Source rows
++++

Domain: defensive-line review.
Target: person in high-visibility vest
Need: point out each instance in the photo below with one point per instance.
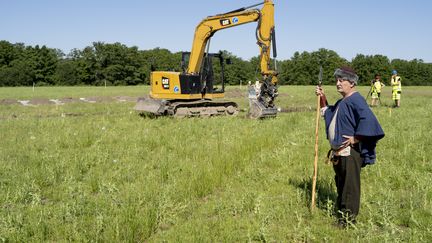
(395, 82)
(376, 90)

++++

▶ Exercise goal
Rewrite the rows above with "high-visibility vest" changed to "reflective vest" and everything else kept the same, omitting the pictures.

▶ Finished answer
Domain: defensive-line review.
Target: person in reflective vest
Need: point out each instance in the photo below with one point per instance.
(395, 82)
(376, 90)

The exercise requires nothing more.